A glimpse of Redriff in Rotherhithe

Travelling by river in the 1660s was just part of life – often the only way of getting around London and the surrounding areas. Pepys usually simply notes his journeys, if he mentions them at all. But occasionally there were difficulties. On December 27 1665, Pepys dined with Sir W Warren at the Pope’s Head … and thence to the goldsmiths, I to examine the state of my matters there too, and so with him to my house, but my wife was gone abroad to Mrs Mercer’s, so we took boat, and it being darke and the thaw having broke the ice, but not carried it quite away, the boat did pass through so much of it all along, and that with the crackling and noise that it made me fearfull indeed. So I forced the watermen to land us on the Redriffe side, and so walked together till Sir W Warren and I parted near his house and thence I walked quite over the fields home by light of linke, one of my watermen carrying it, and I reading by the light of it, it being a very fine, clear, dry night. 

Redriffe Mud

Looking up towards Lower Pool and the Redriff Mud from Nelson Wharf

According to Pepys’s London: Everyday Life in London 1650-1703 by Stephen Porter, in very cold winters the Thames above London Bridge froze over. The gaps between the bridge piers, or starlings, were so narrow that they restricted the flow of water through them, creating relatively still water upstream … The river above the bridge froze over in six winters during the second half of the century. When it froze really hard fairs were held on the ice, such as during the severe winter of 1684, the worst of the century, when the Thames could be crossed by pedestrians for seven weeks between 2 January and 20 February.

- [Record set]:
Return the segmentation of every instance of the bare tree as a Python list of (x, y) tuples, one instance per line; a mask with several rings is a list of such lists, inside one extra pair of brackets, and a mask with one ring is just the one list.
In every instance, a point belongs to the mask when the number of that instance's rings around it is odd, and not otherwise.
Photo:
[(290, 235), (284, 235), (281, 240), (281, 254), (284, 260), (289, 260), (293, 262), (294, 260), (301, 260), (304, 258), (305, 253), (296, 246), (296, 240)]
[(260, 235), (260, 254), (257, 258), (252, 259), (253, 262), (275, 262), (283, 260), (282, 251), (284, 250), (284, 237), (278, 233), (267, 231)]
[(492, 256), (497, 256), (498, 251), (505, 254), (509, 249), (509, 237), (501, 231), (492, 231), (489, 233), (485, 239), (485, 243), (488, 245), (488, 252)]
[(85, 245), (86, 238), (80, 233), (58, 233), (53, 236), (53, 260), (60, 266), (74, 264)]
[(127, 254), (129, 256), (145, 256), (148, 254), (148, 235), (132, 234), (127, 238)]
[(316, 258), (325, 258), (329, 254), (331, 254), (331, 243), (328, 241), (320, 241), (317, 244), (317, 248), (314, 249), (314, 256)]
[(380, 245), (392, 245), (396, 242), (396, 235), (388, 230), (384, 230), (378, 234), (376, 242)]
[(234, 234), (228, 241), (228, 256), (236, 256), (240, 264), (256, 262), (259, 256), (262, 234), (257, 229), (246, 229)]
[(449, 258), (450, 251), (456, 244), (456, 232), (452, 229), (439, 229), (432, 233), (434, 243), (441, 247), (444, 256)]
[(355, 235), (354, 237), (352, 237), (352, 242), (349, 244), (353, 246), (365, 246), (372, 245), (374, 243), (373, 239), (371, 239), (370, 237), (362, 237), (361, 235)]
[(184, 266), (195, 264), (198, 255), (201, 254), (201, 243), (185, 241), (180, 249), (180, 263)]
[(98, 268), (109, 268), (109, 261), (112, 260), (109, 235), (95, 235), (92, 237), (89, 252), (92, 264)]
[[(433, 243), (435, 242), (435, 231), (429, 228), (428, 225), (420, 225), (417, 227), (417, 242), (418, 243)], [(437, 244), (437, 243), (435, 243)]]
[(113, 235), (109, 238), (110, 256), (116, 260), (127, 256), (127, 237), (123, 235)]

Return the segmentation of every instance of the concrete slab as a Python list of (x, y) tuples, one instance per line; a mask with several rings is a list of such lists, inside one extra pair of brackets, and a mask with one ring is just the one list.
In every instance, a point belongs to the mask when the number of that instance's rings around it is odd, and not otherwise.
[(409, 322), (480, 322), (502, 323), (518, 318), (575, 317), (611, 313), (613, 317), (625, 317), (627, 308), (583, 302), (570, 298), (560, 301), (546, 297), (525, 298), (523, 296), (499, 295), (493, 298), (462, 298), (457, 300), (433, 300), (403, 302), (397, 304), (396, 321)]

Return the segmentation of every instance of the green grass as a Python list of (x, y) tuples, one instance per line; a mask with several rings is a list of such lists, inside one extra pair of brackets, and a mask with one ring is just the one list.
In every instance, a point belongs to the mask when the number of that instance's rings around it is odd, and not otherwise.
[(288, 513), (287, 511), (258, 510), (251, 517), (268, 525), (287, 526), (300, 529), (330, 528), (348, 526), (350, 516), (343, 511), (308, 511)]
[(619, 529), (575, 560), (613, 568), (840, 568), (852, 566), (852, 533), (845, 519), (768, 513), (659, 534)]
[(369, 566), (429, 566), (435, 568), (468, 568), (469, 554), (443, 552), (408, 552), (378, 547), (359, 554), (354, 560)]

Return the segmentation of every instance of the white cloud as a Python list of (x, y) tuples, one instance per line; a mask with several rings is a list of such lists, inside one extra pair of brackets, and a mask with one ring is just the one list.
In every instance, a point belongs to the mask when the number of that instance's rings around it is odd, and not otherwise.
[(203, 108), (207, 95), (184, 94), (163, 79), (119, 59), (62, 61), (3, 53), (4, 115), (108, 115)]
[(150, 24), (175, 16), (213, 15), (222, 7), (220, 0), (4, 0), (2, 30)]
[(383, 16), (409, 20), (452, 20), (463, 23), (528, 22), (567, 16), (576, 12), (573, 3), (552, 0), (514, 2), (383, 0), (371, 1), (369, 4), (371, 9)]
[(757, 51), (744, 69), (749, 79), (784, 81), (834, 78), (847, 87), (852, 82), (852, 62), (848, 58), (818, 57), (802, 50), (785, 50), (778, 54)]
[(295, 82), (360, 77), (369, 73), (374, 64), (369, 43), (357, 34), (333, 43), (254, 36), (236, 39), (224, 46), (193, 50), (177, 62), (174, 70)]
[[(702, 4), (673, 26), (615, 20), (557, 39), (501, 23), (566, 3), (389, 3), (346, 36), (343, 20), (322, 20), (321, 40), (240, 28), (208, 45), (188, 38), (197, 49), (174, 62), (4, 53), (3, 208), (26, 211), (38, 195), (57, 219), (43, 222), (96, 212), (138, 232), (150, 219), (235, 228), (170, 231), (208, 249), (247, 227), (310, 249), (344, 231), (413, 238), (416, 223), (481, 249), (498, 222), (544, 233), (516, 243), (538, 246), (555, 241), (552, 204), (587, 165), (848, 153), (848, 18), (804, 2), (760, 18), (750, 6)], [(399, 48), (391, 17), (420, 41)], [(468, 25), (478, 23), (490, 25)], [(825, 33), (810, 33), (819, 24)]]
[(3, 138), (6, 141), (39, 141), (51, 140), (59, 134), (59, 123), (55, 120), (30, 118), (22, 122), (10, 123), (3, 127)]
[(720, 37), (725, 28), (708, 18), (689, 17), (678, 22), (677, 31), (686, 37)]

- [Tasks to carry out]:
[1] Repeat the passage of the Redriff text starting at "According to Pepys’s" and ending at "and 20 February.".
[2] According to the Redriff text, for how long could pedestrians cross the Thames during the winter of 1684?

- [Final answers]:
[1]
According to Pepys’s London: Everyday Life in London 1650-1703 by Stephen Porter, in very cold winters the Thames above London Bridge froze over. The gaps between the bridge piers, or starlings, were so narrow that they restricted the flow of water through them, creating relatively still water upstream … The river above the bridge froze over in six winters during the second half of the century. When it froze really hard fairs were held on the ice, such as during the severe winter of 1684, the worst of the century, when the Thames could be crossed by pedestrians for seven weeks between 2 January and 20 February.

[2] Seven weeks, between 2 January and 20 February.